#### LIST OF TASKS:
1) In the passage comparing Pillow and libvips upsizing, which filter does libvips use when downsizing?
2) Please continue the passage comparing Pillow and libvips upsizing, picking up after its final line.

#### PAGE TEXT:

====

It looks like Pillow is upsizing with a triangle filter for LINEAR, whereas for upsize libvips is doing simple interpolation. libvips uses a triangle filter for downsize.

If you imagine pixels:

A 
B 
C 

Then Pillow is calculating the new pixel between A and B, the pixel at B's position, and the new pixel between B and C as:

(A + B) / 2
(A + B) / 4 + B / 2 + (B + C) / 4
(B + C) / 2

Whereas libvips is calculating:

(A + B) / 2
B
(B + C) / 2

You can get the effect of a triangle filter by doing a very mild blur first. If I change your program to be:

img = pyvips.Image.new_from_file('mypic.png', access='sequential')
img = img.gaussblur(0.45, precision='float', min_ampl=0.01).cast('uchar')
out = img.resize(2, kernel='linear')
out.write_to_file('mypic_vips_resized_blur.png')

====

#### PROVIDED INFORMATION:
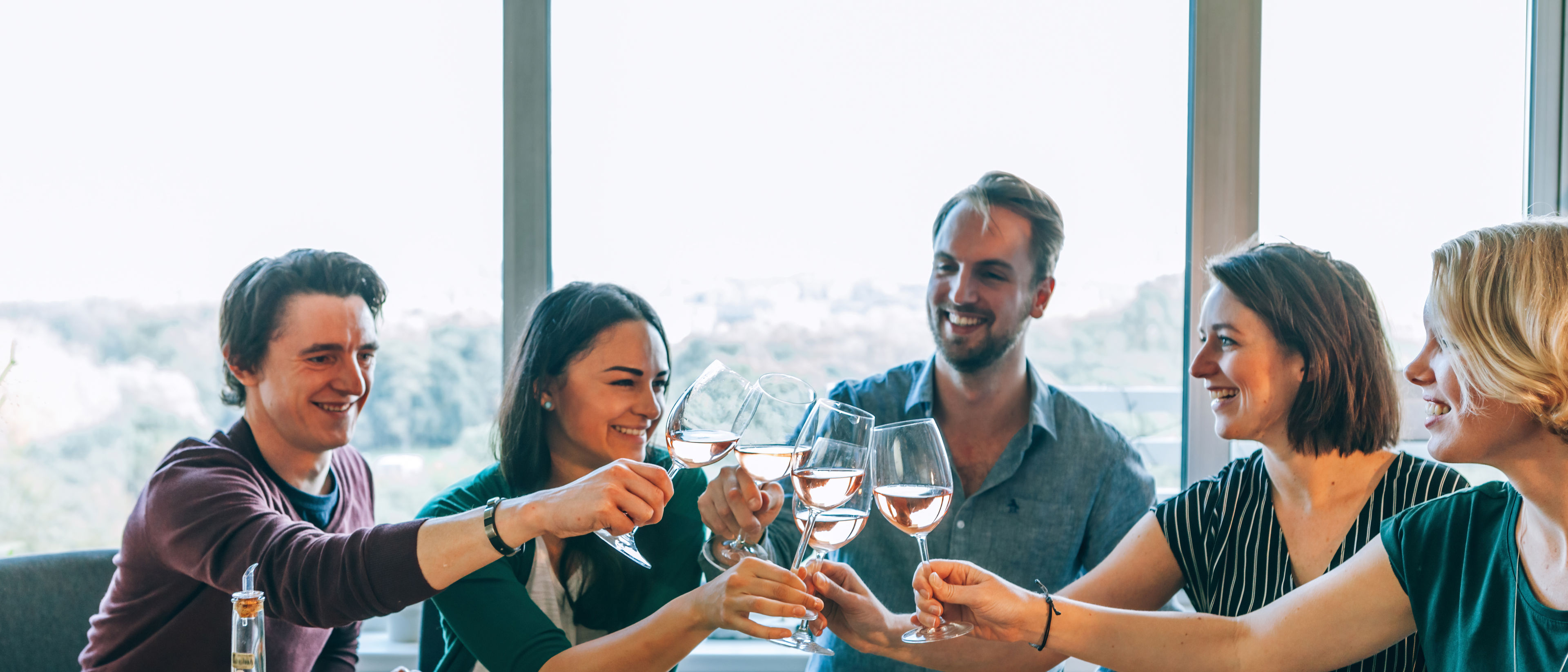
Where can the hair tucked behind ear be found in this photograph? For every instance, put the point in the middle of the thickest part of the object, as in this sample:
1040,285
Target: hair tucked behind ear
1499,298
565,325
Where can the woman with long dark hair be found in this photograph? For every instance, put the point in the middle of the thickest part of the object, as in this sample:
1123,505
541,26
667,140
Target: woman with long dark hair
584,395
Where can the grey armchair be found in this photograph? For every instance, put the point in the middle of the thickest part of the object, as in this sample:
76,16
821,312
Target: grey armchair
45,607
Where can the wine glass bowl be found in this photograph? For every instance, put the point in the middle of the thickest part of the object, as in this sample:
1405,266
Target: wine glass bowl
708,419
705,423
836,527
913,488
827,470
769,442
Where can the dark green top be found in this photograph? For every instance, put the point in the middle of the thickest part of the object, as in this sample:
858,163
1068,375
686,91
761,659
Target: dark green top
1457,560
488,614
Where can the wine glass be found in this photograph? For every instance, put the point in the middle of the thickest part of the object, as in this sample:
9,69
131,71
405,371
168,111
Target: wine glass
913,490
832,532
830,463
705,423
769,442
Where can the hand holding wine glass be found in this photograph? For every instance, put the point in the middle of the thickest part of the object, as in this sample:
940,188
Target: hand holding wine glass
913,490
827,469
705,423
1000,608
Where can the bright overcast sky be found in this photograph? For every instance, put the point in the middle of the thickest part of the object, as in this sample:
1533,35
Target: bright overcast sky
151,149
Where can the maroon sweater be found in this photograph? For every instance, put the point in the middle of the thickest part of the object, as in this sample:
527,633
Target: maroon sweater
207,513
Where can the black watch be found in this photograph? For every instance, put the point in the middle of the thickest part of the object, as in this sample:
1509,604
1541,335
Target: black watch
491,533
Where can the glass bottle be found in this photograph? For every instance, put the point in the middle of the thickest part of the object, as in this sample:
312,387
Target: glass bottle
247,649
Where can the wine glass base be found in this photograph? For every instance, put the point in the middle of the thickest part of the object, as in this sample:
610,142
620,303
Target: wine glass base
804,644
949,630
626,546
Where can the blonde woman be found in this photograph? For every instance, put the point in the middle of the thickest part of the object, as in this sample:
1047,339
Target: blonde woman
1481,574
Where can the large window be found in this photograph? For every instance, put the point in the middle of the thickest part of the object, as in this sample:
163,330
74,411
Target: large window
149,151
1387,135
767,176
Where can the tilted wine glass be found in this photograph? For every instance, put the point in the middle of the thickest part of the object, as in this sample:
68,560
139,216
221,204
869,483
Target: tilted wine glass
769,442
829,467
832,532
705,423
913,488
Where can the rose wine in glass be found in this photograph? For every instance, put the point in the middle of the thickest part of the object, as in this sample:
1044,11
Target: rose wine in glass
835,527
769,444
705,423
827,477
913,488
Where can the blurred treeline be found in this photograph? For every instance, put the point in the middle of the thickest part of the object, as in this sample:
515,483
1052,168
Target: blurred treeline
102,389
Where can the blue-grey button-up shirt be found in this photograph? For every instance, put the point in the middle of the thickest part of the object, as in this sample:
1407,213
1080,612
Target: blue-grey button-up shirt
1058,500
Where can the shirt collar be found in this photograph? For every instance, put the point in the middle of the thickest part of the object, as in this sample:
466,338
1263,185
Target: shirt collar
1042,413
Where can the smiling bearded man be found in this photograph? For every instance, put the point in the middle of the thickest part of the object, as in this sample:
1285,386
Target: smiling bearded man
1047,488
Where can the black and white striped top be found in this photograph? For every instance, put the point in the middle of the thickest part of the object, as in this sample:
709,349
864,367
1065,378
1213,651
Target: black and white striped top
1227,539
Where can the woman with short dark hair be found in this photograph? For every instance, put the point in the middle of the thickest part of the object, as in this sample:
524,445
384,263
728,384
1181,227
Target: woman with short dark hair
1478,574
586,392
1296,359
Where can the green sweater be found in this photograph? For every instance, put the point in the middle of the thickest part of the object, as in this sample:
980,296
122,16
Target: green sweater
1457,560
488,614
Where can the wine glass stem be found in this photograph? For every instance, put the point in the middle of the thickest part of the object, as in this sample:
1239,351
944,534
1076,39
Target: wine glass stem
805,539
926,556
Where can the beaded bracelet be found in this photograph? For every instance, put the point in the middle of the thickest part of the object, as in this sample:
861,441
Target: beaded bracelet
1051,612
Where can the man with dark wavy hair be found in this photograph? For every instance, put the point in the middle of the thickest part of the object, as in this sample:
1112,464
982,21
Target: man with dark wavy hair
1047,490
283,490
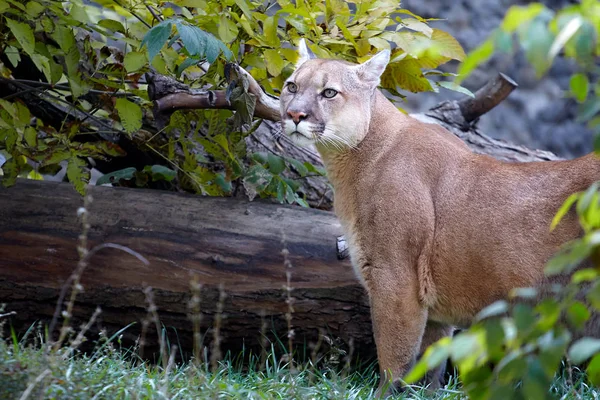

====

#### ANSWERS TO THE TASKS:
1) A triangle filter.

2)
ie. do a small radius, high-precision gaussblur first, I get:

enter image description here

Where left-to-right the images are 1) a simple x2 pixel double, 2) Pillow LINEAR, 3) libvips linear, and 4) libvips gaussblur + linear. You'll probably need to click on the image or your browser will shrink it and blur it.

2) and 4) seem reasonably close to my (not great) eyes. 3) seems arguably more truthful to the original, since the ringing and noise present in the original have not been smoothed out.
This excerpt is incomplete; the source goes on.